WHAT IS BEING ASKED
Please set down every record exactly as it appears below.
(DATA SHOWN)
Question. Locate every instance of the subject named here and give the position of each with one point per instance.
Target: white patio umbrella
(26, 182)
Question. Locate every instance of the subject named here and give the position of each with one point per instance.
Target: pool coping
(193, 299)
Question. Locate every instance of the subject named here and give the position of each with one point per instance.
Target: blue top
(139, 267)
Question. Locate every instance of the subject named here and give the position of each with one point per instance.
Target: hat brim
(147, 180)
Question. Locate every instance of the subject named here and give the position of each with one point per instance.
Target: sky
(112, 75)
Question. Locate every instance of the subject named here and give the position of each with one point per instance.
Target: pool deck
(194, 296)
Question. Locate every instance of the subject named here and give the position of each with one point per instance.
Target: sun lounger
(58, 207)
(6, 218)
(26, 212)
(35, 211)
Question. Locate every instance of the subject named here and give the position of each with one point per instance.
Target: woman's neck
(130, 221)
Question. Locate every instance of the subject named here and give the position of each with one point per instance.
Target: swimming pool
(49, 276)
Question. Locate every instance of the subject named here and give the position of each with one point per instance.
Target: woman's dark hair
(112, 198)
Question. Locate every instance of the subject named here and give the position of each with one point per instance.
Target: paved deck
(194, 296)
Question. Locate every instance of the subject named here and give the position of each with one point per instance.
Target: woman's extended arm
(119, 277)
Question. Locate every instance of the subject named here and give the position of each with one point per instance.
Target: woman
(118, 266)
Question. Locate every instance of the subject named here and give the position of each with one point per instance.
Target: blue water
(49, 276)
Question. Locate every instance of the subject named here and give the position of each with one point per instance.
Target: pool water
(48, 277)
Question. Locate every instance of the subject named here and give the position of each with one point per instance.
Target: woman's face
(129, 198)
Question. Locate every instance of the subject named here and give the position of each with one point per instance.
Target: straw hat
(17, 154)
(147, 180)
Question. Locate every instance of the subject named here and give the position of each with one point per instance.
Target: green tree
(End DATA SHOWN)
EXPECTED ANSWER
Question. Locate every instance of the subject named here and give the position of each with one point per instance.
Target: white patio umbrella
(26, 182)
Question. Locate every instance of the subject named here and give the position of each with one point per instance.
Target: pool coping
(193, 299)
Question. Locate every instance of the subject named here and give the position of each with one point per instance.
Target: blue top
(139, 267)
Question. Locate every instance of the subject named here and give the position of each with one point per instance.
Target: hat brim
(147, 180)
Question. Locate every instance of the subject named here and give the position of each with one point per instance.
Target: sky
(112, 75)
Question. Locate every instance of the subject named here and give the position of each with one point per instance.
Target: pool deck
(194, 296)
Question. Locate every instance of the subject named here and give the position of each with one point per instance.
Target: sun lounger
(58, 207)
(6, 218)
(26, 212)
(35, 211)
Question. Locate every instance of the subject named here and give the position of each with one point per instance.
Target: woman's neck
(130, 221)
Question. Locate every instance of the subject named here and give the position of each with one point per instance.
Target: swimming pool
(49, 276)
Question. Locate every instance of the subject named here and give the position of each with one point per instance.
Target: woman's dark hair
(112, 198)
Question. Locate every instance of the subject named here and give the position of each with one point per instance.
Target: paved deck
(194, 296)
Question. Locate every instance of the subject named here and give the position of each with one point per instance.
Target: woman's extended arm
(119, 277)
Question. Locate every instance of the subject named here and give the position of each with one point per instance.
Target: woman
(118, 266)
Question. Locate every instance of the subject named here and give the position of each with one point per instance.
Target: blue water
(49, 276)
Question. Locate every instance of the subject named here and give the position of each with one point per instance.
Target: pool water
(48, 277)
Question. Locate every instance of the subject named here and give the position of each with one point per instance.
Target: woman's face
(129, 198)
Question. Locate every instance of the subject named here and give the position of each with one point per instance.
Target: straw hat
(17, 154)
(147, 180)
Question. Locate every instance of the subject named here and give the position of each with one point per instance.
Target: green tree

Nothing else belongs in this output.